# START OF Text excerpt

- US cassette cover

Single by Mariah Carey

from the album Emotions
- B-side: "To Be Around You"
- Released: November 1991
- Recorded: 1991
- Studio: Skywalker Sound (Marin County, California); The Plant (Sausalito, California); Right Track Recording (New York City);
- Genre: R&B; pop;
- Length: 4:27 (album version); 3:49 (single/video version);
- Label: Columbia
- Composers: Mariah Carey; Walter Afanasieff;
- Lyricist: Mariah Carey
- Producers: Mariah Carey; Walter Afanasieff;

Mariah Carey singles chronology
| "Emotions" (1991) | "Can't Let Go" (1991) | "Make It Happen" (1992) |

Music video
- "Can't Let Go" on YouTube

= Can't Let Go (Mariah Carey song) =

1991 single by Mariah Carey

"Can't Let Go" is a song recorded by American singer-songwriter Mariah Carey for her second studio album, Emotions (1991). Columbia Records released it as the album's second single in November 1991. Featuring synthesizers and drum programming, "Can't Let Go" is a breakup song in the form of an R&B and pop slow jam. The lyrics, written by Carey, are about post-breakup sadness. She composed the music and produced the song with Walter Afanasieff, who had previously worked on her 1990 single "Love Takes Time". Carey's vocal range spans more than three octaves; her delivery is predominately breathy and in a low register, with whistle notes in the song's introduction and ending.

# END OF Text excerpt

Stated problem
Rewrite the song's article starting with "Mariah Carey singles" and going on through "introduction and ending.", putting "ballad" in place of "slow jam". The listing comes from a separate source unrelated to the song's article.

# START OF Given information

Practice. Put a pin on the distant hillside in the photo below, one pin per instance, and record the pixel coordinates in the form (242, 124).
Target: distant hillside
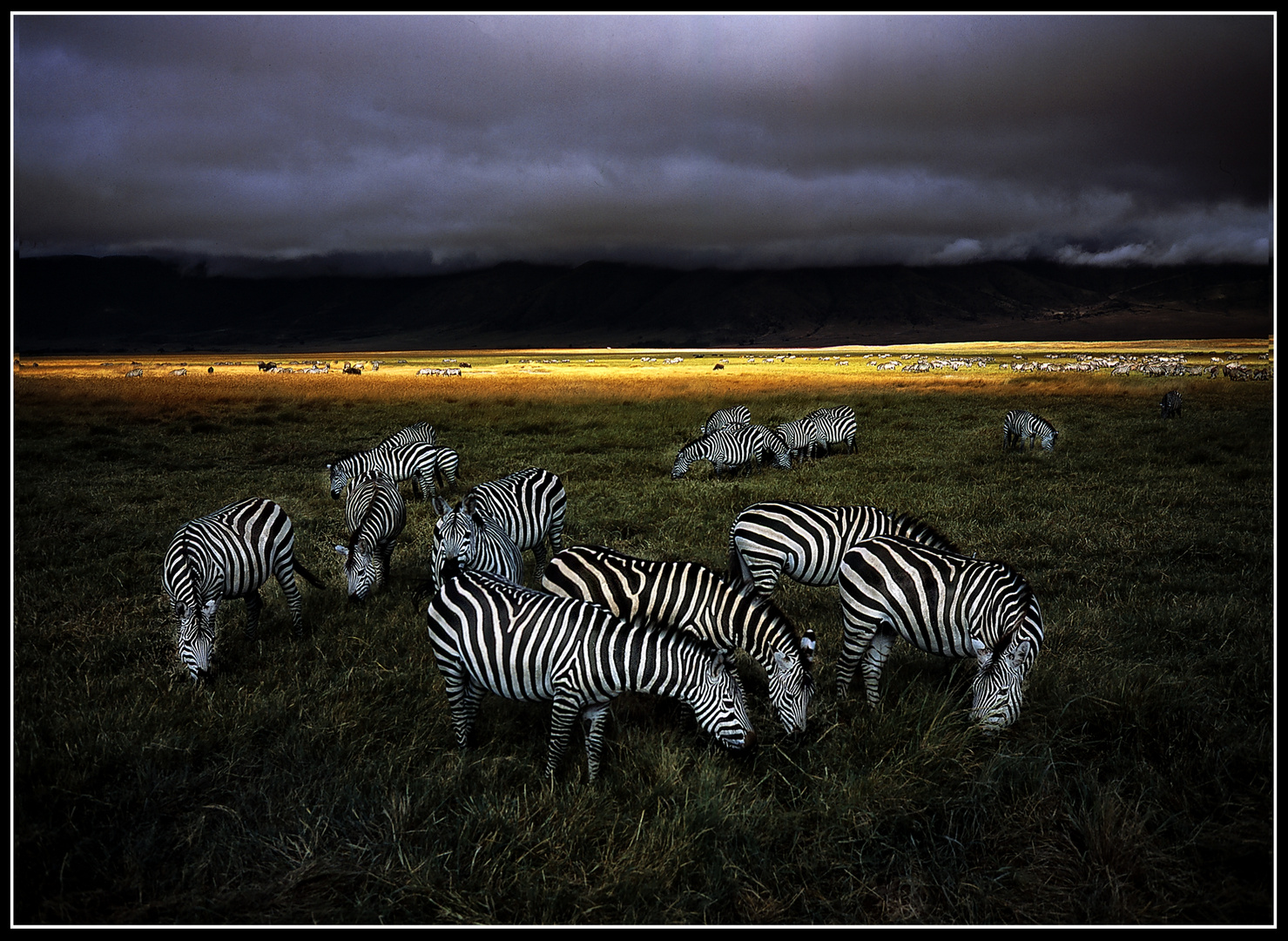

# END OF Given information

Output of the exercise
Mariah Carey singles chronology
| "Emotions" (1991) | "Can't Let Go" (1991) | "Make It Happen" (1992) |

Music video
- "Can't Let Go" on YouTube

= Can't Let Go (Mariah Carey song) =

1991 single by Mariah Carey

"Can't Let Go" is a song recorded by American singer-songwriter Mariah Carey for her second studio album, Emotions (1991). Columbia Records released it as the album's second single in November 1991. Featuring synthesizers and drum programming, "Can't Let Go" is a breakup song in the form of an R&B and pop ballad. The lyrics, written by Carey, are about post-breakup sadness. She composed the music and produced the song with Walter Afanasieff, who had previously worked on her 1990 single "Love Takes Time". Carey's vocal range spans more than three octaves; her delivery is predominately breathy and in a low register, with whistle notes in the song's introduction and ending.